What you need to do =
Rewrite the lines below, changing every "red jersey" to "red shirt" and keeping everything else as it is. Leave the pictures out of your answer.

Source records:
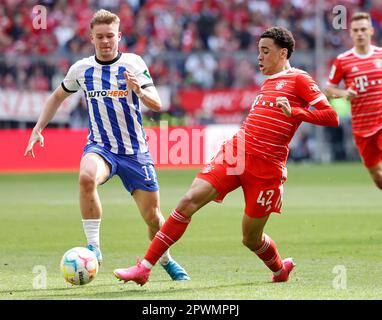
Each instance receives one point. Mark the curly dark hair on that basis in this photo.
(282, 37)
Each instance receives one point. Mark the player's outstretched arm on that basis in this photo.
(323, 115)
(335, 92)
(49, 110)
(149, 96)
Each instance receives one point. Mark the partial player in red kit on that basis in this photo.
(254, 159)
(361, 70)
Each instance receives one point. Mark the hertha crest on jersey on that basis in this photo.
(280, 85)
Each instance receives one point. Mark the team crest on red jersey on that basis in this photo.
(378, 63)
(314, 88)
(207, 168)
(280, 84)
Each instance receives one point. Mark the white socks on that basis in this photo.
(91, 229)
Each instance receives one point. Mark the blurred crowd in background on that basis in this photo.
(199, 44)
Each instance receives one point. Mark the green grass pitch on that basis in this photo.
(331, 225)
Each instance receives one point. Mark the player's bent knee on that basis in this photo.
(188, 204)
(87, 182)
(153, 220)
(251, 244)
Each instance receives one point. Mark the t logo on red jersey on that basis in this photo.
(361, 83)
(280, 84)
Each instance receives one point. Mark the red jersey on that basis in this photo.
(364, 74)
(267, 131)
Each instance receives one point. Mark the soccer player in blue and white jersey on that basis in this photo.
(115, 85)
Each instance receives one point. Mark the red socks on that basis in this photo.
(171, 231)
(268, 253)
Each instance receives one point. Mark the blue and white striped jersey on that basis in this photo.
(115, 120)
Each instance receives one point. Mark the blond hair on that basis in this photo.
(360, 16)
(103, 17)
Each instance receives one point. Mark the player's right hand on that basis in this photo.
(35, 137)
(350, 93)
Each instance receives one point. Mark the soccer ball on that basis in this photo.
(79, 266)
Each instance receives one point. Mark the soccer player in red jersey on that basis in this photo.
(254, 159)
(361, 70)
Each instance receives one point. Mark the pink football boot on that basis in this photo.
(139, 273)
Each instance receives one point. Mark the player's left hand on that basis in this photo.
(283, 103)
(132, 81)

Expected answer =
Each instance receives one point. Mark the curly dark hair on that basis in this photo.
(282, 37)
Each instance receives one point. Mark the player's outstretched arm on that basis in this photo.
(323, 115)
(335, 92)
(49, 110)
(149, 96)
Each instance receives one point. Mark the partial player in red kit on that basis in this photo.
(254, 159)
(361, 70)
Each instance receives one point. Mark the hertha crest on jersey on that basis in this photo.
(280, 85)
Each instance receives one point. Mark the team crest on red shirt on that basis in this photo.
(378, 63)
(314, 88)
(207, 168)
(280, 84)
Each instance receives one point. Mark the white socks on that basis in this photo.
(91, 229)
Each instance receives one point. Mark the blurred crowd in background on that basis in this photo.
(199, 44)
Each instance receives one point. Mark the green grass pitch on that basis in this photo.
(331, 225)
Each instance receives one point. Mark the player's bent knee on that basis in this photo.
(188, 204)
(87, 182)
(153, 220)
(251, 244)
Each instance receives one point. Mark the t logo on red shirt on that basis in this photo.
(361, 83)
(280, 84)
Each instance receives one point. Mark the red shirt on that basis in this photo.
(364, 74)
(267, 131)
Each instance receives one point. Mark the soccer player in blue and white jersey on that basis in this photo.
(115, 85)
Each instance receives one point. Mark the red socks on that basis in this photo.
(171, 231)
(268, 253)
Each instance receives one point. Mark the blue and white striped jersey on that basis in this photo.
(115, 120)
Each instance receives one point. Mark the blond hair on that basis in this photo.
(360, 16)
(103, 17)
Each instance receives one point. Mark the player's right hand on that basis in this photo.
(35, 137)
(350, 93)
Each instance receives one point. Mark the soccer ball on that basis in this photo.
(79, 266)
Each instance receives one point. Mark the soccer player in red shirt on that basis in this photo.
(254, 159)
(361, 70)
Each instance receives one point. Mark the pink football boot on that basis in this photo.
(139, 273)
Each instance receives one point. Mark the player's left hand on that basis in this photo.
(283, 103)
(132, 81)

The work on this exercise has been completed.